HOW TO COMPLETE THIS TASK
An exact transcript is needed of the material below, beginning at the line that contains "flower tube with" and continuing through its last line; nothing else should appear.

=== Section Start ===

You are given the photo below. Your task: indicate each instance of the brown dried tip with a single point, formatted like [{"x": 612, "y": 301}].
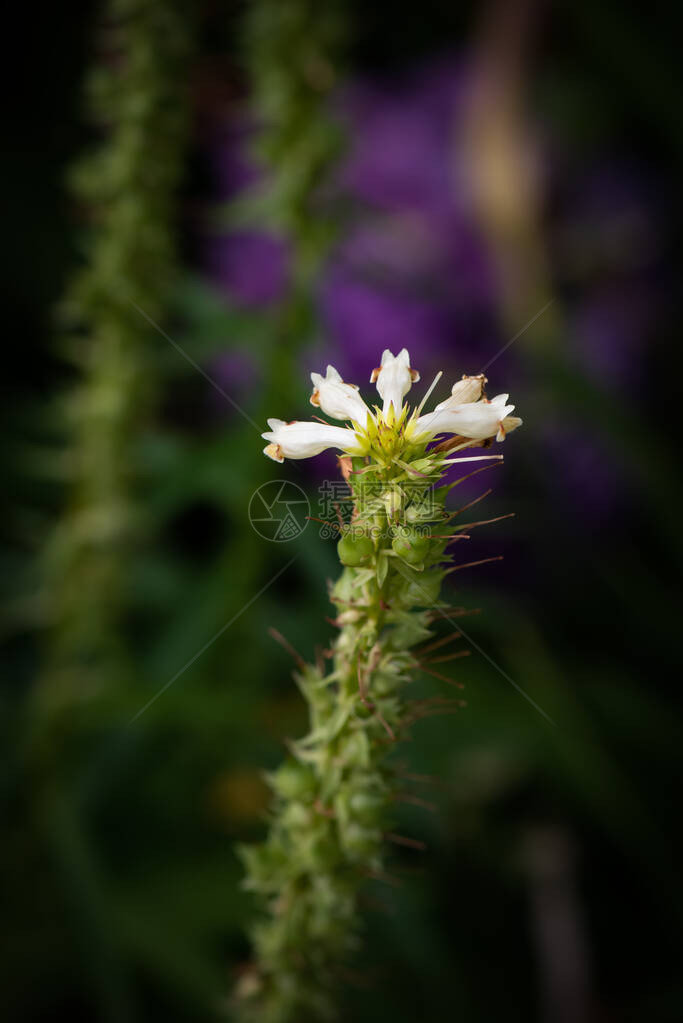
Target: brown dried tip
[{"x": 346, "y": 465}]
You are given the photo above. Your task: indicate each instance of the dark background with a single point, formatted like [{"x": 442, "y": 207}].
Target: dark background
[{"x": 551, "y": 887}]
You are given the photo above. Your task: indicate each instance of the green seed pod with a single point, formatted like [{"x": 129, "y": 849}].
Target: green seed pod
[
  {"x": 361, "y": 843},
  {"x": 293, "y": 781},
  {"x": 355, "y": 550},
  {"x": 367, "y": 807},
  {"x": 411, "y": 545}
]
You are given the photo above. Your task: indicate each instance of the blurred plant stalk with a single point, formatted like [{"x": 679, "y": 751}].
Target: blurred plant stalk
[{"x": 127, "y": 189}]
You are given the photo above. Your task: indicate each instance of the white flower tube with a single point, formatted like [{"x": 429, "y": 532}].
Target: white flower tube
[
  {"x": 394, "y": 379},
  {"x": 477, "y": 419},
  {"x": 466, "y": 390},
  {"x": 336, "y": 399},
  {"x": 303, "y": 440}
]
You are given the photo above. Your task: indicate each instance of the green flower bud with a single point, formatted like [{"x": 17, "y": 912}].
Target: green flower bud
[
  {"x": 293, "y": 780},
  {"x": 355, "y": 550},
  {"x": 411, "y": 545},
  {"x": 361, "y": 843}
]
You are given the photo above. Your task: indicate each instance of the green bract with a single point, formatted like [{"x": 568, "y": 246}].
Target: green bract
[{"x": 355, "y": 550}]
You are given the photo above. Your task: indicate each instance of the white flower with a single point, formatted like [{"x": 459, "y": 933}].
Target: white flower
[
  {"x": 468, "y": 389},
  {"x": 394, "y": 379},
  {"x": 302, "y": 440},
  {"x": 465, "y": 413},
  {"x": 336, "y": 399},
  {"x": 475, "y": 419}
]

=== Section End ===

THE ANSWER
You are given the photo above. Your task: indicate each instance of the white flower tube with a single point, formatted like [{"x": 429, "y": 532}].
Target: white flower tube
[
  {"x": 394, "y": 379},
  {"x": 477, "y": 419},
  {"x": 466, "y": 390},
  {"x": 336, "y": 399},
  {"x": 303, "y": 440}
]
You are given the photo above. Your task: indicate each instance of the green flower bud with a single point, formatted like [{"x": 17, "y": 912}].
Target: green flower bud
[
  {"x": 293, "y": 780},
  {"x": 355, "y": 550},
  {"x": 411, "y": 545},
  {"x": 361, "y": 843}
]
You are given the photo above. Your task: indicate each instance of the green bract with a single point, formatted like [{"x": 568, "y": 246}].
Target: green bract
[{"x": 355, "y": 550}]
You are given the photo above. Your task: indicate each instance of the white flower with a single point, formatted like [{"x": 459, "y": 933}].
Target: white flower
[
  {"x": 468, "y": 389},
  {"x": 394, "y": 379},
  {"x": 302, "y": 440},
  {"x": 465, "y": 413},
  {"x": 336, "y": 399},
  {"x": 475, "y": 419}
]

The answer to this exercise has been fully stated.